* **Required action**
Write out, word for word, only the data from its first line to the line containing "Target: concrete ground".
[Source records Boundary: Start]
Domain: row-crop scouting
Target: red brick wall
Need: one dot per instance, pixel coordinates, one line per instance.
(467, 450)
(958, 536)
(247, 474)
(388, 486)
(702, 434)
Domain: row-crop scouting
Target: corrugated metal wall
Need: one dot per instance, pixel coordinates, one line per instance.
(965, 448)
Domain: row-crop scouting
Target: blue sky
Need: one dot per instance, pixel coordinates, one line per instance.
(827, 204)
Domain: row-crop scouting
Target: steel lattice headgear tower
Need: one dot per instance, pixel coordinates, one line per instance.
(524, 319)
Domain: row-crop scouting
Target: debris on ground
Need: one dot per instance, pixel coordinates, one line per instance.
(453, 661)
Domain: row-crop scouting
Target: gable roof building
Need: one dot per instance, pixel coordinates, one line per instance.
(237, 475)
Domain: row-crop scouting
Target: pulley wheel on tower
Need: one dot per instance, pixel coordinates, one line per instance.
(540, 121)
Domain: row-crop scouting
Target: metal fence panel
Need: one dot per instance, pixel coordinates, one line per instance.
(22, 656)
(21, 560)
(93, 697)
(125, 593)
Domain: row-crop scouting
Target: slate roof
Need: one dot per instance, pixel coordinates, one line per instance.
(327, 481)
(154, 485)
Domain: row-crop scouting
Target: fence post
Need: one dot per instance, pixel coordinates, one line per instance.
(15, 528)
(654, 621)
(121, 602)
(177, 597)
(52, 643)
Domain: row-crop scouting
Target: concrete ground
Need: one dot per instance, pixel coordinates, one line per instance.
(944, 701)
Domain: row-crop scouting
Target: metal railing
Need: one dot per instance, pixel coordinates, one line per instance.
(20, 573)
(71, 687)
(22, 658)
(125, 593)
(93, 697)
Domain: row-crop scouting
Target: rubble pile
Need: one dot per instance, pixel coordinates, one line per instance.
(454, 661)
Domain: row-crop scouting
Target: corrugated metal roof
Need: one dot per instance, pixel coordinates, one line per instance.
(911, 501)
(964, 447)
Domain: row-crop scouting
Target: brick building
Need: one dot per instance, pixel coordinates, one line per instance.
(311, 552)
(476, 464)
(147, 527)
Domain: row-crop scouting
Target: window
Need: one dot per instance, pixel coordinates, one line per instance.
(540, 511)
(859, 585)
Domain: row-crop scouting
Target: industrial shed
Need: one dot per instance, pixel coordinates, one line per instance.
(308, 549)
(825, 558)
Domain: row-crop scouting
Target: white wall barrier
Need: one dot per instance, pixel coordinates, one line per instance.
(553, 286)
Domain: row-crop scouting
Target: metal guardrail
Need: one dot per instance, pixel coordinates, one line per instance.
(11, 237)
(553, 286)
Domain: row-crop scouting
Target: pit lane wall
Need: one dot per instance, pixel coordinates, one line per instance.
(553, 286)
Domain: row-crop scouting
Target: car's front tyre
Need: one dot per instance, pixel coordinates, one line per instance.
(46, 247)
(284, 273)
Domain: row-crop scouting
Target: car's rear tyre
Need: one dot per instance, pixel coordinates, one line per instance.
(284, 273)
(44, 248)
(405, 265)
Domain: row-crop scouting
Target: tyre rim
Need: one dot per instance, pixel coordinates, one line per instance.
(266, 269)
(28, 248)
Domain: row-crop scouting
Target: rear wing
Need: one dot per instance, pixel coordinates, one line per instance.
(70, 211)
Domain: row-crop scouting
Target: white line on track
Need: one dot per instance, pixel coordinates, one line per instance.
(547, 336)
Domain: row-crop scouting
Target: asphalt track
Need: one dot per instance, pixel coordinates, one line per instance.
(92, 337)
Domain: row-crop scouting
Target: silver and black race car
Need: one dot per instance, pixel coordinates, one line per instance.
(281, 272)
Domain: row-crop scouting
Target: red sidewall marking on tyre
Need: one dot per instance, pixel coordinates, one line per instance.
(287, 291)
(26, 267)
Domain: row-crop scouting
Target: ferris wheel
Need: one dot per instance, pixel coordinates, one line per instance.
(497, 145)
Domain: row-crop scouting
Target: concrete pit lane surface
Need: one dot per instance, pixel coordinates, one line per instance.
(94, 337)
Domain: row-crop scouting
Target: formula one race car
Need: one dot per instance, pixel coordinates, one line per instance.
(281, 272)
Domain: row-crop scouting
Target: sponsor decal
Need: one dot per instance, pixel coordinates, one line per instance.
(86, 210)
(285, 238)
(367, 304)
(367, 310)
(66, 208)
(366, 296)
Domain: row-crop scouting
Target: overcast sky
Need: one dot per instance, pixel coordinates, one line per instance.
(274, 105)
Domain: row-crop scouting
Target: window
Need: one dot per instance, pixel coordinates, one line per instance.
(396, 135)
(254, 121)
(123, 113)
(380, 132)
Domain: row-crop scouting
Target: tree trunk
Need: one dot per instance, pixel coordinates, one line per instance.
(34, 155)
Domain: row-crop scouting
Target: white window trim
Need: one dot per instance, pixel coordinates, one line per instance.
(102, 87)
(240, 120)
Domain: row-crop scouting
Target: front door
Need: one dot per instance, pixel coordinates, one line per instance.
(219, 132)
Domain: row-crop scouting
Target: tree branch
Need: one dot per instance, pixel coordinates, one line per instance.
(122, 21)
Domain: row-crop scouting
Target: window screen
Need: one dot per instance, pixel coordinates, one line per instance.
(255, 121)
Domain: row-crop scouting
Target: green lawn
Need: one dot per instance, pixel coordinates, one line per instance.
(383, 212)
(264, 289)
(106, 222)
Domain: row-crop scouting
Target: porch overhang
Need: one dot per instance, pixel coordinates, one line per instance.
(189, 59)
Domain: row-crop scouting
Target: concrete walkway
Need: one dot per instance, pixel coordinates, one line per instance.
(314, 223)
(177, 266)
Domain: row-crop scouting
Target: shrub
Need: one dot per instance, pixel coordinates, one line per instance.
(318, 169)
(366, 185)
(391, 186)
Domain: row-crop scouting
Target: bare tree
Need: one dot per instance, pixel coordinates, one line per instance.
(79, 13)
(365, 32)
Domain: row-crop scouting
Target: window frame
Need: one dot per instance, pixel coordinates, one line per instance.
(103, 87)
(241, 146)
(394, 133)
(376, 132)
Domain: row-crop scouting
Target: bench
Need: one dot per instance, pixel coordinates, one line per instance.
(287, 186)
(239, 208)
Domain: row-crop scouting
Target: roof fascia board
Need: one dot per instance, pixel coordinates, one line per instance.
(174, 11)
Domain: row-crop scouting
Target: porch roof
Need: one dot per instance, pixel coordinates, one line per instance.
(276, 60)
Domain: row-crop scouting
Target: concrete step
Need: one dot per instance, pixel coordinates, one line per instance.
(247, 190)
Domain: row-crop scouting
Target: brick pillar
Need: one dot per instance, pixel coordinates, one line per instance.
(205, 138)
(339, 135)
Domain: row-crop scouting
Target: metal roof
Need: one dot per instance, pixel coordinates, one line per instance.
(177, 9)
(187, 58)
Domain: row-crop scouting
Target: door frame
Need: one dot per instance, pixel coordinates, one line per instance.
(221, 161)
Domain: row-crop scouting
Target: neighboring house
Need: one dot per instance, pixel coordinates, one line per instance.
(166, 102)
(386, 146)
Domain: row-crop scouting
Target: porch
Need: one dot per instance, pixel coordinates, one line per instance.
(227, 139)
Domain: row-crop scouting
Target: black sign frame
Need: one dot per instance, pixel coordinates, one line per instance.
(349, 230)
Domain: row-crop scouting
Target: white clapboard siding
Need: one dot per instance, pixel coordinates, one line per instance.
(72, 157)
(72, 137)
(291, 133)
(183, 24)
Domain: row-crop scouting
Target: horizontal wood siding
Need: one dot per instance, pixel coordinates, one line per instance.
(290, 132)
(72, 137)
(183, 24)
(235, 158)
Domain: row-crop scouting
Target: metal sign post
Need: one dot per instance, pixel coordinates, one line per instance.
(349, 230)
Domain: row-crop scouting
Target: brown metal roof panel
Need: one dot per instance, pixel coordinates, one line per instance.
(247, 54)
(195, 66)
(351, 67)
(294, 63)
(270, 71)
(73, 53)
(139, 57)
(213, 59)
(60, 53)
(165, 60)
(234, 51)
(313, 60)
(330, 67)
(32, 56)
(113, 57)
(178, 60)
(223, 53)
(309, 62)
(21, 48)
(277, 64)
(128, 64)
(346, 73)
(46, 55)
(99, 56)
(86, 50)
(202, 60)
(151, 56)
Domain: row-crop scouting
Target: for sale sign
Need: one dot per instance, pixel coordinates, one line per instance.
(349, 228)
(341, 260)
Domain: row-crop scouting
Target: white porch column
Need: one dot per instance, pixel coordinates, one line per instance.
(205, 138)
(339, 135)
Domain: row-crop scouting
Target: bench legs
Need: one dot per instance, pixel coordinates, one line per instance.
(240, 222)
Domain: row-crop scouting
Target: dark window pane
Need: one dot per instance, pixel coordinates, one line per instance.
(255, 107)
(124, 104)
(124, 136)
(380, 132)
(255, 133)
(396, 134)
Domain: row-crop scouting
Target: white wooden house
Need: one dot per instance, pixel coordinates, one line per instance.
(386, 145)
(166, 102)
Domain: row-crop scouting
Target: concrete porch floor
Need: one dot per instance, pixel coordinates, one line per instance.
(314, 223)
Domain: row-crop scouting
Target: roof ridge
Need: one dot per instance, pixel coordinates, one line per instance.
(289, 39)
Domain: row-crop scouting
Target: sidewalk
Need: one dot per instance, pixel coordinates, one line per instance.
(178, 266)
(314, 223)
[Source records Boundary: End]
* **Result**
Domain: row-crop scouting
Target: red brick wall
Need: one dot per instance, pixel coordinates, one line per instance.
(467, 450)
(958, 536)
(247, 474)
(388, 486)
(702, 434)
Domain: row-crop scouting
Target: corrugated metal wall
Need: one dot per instance, pixel coordinates, one line per instance.
(965, 448)
Domain: row-crop scouting
Target: blue sky
Need: one dot per instance, pixel coordinates, one line per instance.
(827, 204)
Domain: row-crop scouting
Target: steel lattice headgear tower
Need: one dot per instance, pixel coordinates, one line per instance.
(524, 319)
Domain: row-crop scouting
Target: debris on ground
Need: one dot per instance, pixel coordinates, one line per instance.
(453, 661)
Domain: row-crop scouting
Target: gable roof building
Need: one dot per instance, pixel coordinates, one line per instance.
(237, 475)
Domain: row-crop scouting
Target: pulley wheel on tower
Need: one dot per instance, pixel coordinates, one line per instance.
(540, 121)
Domain: row-crop scouting
Target: metal fence panel
Need: one dot per instance, pixel coordinates, one line per instance.
(22, 656)
(21, 560)
(93, 697)
(125, 593)
Domain: row-crop scouting
Target: slate roof
Need: one dot per instance, pixel coordinates, one line per instance.
(327, 481)
(154, 485)
Domain: row-crop scouting
Target: fence post
Need: one dot per instance, pixel coordinates, one line per instance.
(15, 528)
(654, 621)
(121, 602)
(177, 597)
(52, 643)
Domain: row-crop scouting
Target: concrete ground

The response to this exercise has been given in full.